--- SUPPLIED TEXT ---
-*-
Re: [PATCH v2 7/7] KVM: arm64: Create a fast stage-2 unmap path

Raghavendra Rao Ananta <rananta@xxxxxxxxxx> · Tue, 4 Apr 2023 10:52:01 -0700



On Wed, Mar 29, 2023 at 5:42 PM Oliver Upton <oliver.upton@xxxxxxxxx> wrote:
>
> On Mon, Feb 06, 2023 at 05:23:40PM +0000, Raghavendra Rao Ananta wrote:
> > The current implementation of the stage-2 unmap walker
> > traverses the entire page-table to clear and flush the TLBs
> > for each entry. This could be very expensive, especially if
> > the VM is not backed by hugepages. The unmap operation could be
> > made efficient by disconnecting the table at the very
> > top (level at which the largest block mapping can be hosted)
> > and do the rest of the unmapping using free_removed_table().
> > If the system supports FEAT_TLBIRANGE, flush the entire range
> > that has been disconnected from the rest of the page-table.
> >
> > Suggested-by: Ricardo Koller <ricarkol@xxxxxxxxxx>
> > Signed-off-by: Raghavendra Rao Ananta <rananta@xxxxxxxxxx>
> > ---
> >  arch/arm64/kvm/hyp/pgtable.c | 44 ++++++++++++++++++++++++++++++++++++
> >  1 file changed, 44 insertions(+)
> >
> > diff --git a/arch/arm64/kvm/hyp/pgtable.c b/arch/arm64/kvm/hyp/pgtable.c
> > index 0858d1fa85d6b..af3729d0971f2 100644
> > --- a/arch/arm64/kvm/hyp/pgtable.c
> > +++ b/arch/arm64/kvm/hyp/pgtable.c
> > @@ -1017,6 +1017,49 @@ static int stage2_unmap_walker(const struct kvm_pgtable_visit_ctx *ctx,
> >       return 0;
> >  }
> >
> > +/*
> > + * The fast walker executes only if the unmap size is exactly equal to the
> > + * largest block mapping supported (i.e. at KVM_PGTABLE_MIN_BLOCK_LEVEL),
> > + * such that the underneath hierarchy at KVM_PGTABLE_MIN_BLOCK_LEVEL can
> > + * be disconnected from the rest of the page-table without the need to
> > + * traverse all the PTEs, at all the levels, and unmap each and every one
> > + * of them. The disconnected table is freed using free_removed_table().
-*-
--- PROVIDED DATA ---
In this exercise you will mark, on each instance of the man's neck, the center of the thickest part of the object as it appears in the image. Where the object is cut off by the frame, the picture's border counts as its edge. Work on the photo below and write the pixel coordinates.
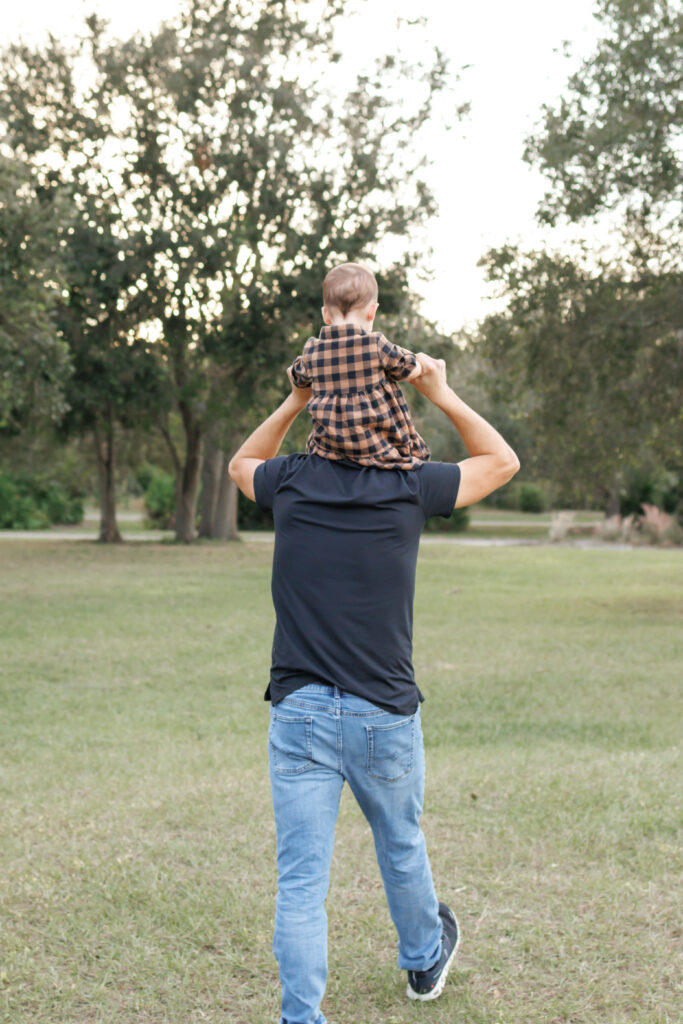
-*-
--- EXERCISE ---
Rewrite the KVM stage-2 unmap patch thread from "On Wed, Mar" to "can be hosted)", replacing "TLBs" with "translation lookaside buffers".

--- SOLUTION ---
On Wed, Mar 29, 2023 at 5:42 PM Oliver Upton <oliver.upton@xxxxxxxxx> wrote:
>
> On Mon, Feb 06, 2023 at 05:23:40PM +0000, Raghavendra Rao Ananta wrote:
> > The current implementation of the stage-2 unmap walker
> > traverses the entire page-table to clear and flush the translation lookaside buffers
> > for each entry. This could be very expensive, especially if
> > the VM is not backed by hugepages. The unmap operation could be
> > made efficient by disconnecting the table at the very
> > top (level at which the largest block mapping can be hosted)